Repeat exactly the lines from the one containing "of the cage" through the last line of the records below, both included, and nothing else.

________________________

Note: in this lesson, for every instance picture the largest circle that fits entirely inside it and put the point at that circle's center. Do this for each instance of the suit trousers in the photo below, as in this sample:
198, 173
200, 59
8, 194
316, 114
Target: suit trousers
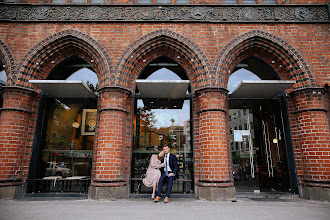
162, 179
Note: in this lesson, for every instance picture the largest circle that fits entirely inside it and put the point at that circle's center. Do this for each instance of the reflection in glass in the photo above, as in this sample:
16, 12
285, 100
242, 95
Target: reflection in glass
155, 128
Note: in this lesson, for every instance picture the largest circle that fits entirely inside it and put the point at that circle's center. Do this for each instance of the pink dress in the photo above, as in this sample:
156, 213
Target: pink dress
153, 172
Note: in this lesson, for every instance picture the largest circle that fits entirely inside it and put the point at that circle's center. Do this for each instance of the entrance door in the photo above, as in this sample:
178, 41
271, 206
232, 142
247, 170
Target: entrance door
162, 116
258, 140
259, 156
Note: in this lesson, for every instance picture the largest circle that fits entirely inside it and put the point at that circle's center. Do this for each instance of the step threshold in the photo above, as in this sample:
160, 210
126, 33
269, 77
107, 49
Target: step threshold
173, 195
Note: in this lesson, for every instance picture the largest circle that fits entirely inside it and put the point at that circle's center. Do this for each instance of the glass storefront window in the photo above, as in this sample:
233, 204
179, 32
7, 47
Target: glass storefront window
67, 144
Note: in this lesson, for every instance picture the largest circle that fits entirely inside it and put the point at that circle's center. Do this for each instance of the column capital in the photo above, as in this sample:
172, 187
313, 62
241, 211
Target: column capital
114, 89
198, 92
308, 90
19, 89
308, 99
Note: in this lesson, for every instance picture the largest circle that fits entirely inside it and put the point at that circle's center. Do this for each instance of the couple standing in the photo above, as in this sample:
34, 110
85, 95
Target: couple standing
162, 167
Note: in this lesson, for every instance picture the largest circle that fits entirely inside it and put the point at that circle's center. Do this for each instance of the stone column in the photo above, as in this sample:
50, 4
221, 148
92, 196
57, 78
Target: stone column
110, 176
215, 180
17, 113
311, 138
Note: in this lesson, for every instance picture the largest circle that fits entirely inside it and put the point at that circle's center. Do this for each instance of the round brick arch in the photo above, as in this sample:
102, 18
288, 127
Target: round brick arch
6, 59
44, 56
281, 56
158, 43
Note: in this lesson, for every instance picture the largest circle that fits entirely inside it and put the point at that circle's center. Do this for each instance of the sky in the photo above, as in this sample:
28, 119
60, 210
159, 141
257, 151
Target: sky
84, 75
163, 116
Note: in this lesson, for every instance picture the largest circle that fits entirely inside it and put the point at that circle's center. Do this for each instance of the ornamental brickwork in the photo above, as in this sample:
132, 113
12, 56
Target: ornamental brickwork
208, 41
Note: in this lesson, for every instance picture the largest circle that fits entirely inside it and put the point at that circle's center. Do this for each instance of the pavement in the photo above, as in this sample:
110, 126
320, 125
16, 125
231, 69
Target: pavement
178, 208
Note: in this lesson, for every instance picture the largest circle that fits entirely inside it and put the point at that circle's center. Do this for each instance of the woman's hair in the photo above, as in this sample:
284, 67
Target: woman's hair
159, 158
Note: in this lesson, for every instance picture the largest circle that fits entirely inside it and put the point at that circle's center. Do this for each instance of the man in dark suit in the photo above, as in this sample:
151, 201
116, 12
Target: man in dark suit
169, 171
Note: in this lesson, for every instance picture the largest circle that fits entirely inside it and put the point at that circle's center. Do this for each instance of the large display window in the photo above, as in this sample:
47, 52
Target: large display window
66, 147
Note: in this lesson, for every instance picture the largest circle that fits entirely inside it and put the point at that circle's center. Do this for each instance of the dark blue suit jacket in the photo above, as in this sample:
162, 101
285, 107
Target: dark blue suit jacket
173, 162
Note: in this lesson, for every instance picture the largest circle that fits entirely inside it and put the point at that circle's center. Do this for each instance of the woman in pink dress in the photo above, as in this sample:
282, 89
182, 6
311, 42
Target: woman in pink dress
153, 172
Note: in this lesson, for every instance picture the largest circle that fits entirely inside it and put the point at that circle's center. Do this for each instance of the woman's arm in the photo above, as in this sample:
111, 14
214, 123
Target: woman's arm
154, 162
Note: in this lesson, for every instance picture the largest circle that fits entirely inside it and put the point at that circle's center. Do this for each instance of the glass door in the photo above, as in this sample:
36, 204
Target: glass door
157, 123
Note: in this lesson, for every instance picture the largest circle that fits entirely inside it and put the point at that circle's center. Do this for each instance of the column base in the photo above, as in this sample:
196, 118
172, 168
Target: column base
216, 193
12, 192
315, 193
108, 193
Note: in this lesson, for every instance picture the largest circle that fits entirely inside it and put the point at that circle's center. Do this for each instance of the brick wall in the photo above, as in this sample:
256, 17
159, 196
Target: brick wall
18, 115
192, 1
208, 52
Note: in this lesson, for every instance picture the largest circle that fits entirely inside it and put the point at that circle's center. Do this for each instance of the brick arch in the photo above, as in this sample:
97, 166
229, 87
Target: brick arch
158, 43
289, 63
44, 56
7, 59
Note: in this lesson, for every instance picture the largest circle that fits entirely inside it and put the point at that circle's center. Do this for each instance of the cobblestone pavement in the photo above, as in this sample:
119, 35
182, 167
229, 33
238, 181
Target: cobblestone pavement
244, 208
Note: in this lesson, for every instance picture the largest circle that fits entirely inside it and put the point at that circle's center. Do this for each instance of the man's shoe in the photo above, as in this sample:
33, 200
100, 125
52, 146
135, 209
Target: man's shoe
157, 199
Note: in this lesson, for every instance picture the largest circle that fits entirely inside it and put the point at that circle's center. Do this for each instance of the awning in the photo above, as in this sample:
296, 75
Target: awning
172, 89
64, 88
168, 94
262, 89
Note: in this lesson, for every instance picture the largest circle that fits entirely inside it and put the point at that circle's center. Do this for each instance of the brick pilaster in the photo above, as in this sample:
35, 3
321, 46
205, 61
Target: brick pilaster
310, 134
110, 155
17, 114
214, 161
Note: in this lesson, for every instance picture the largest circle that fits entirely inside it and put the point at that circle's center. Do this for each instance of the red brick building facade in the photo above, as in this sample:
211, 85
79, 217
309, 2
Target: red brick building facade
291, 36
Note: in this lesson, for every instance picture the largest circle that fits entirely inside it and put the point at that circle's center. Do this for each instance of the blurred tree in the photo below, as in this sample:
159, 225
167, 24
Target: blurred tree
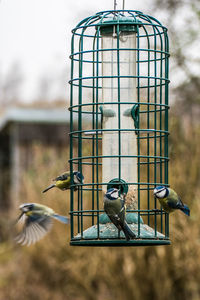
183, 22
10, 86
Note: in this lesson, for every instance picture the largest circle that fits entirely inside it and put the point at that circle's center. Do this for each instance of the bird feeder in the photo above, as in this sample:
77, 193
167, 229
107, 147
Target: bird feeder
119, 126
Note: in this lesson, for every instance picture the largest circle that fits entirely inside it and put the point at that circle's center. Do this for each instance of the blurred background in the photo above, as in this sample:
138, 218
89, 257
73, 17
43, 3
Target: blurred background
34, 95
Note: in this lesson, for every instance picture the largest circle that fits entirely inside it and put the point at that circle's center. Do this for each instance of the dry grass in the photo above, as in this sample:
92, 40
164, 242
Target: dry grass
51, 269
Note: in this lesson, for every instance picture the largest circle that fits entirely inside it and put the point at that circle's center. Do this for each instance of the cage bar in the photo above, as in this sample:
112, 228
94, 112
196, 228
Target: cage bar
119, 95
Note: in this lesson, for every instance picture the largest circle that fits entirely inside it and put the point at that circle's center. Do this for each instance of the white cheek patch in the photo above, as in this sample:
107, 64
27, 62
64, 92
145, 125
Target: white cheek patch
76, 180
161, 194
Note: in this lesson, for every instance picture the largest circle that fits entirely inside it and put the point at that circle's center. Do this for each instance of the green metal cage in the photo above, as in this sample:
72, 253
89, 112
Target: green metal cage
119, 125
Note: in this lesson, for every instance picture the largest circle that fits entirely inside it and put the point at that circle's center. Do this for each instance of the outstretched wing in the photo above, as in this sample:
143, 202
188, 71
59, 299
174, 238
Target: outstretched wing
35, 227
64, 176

________________________

_Response_:
Note: in this lesson, for every instance picture the largest circle that fits entirely inside it and put the point at that circle's center. Do this for each instance of the cage bar in the photo above, as in this sample:
112, 228
94, 112
196, 228
Target: cage bar
119, 95
Note: in this lesson, for every instance picture the largest circle that fits entirely inside it and put the point at that circle's center. Do this for each instance of the white cheek patch in the photo above, as in this sample:
107, 64
27, 62
64, 92
145, 125
Target: white cheek patch
76, 180
161, 194
Note: in this lesson, for every instance picture the largest circle that fits entirely inside it and put the point at that circle's center. Do this for each instance of the green metal cage in the photo above, as in this sample:
72, 253
89, 112
Target: green metal cage
119, 125
Note: in this lesson, for every instance picture the largest circle that fits entirely inside it and put the point at that circle's center. Do this for each instance of the outstretched wing in the photo above, as in this sample:
143, 202
188, 71
59, 299
174, 238
Target: outstretched wing
35, 227
64, 176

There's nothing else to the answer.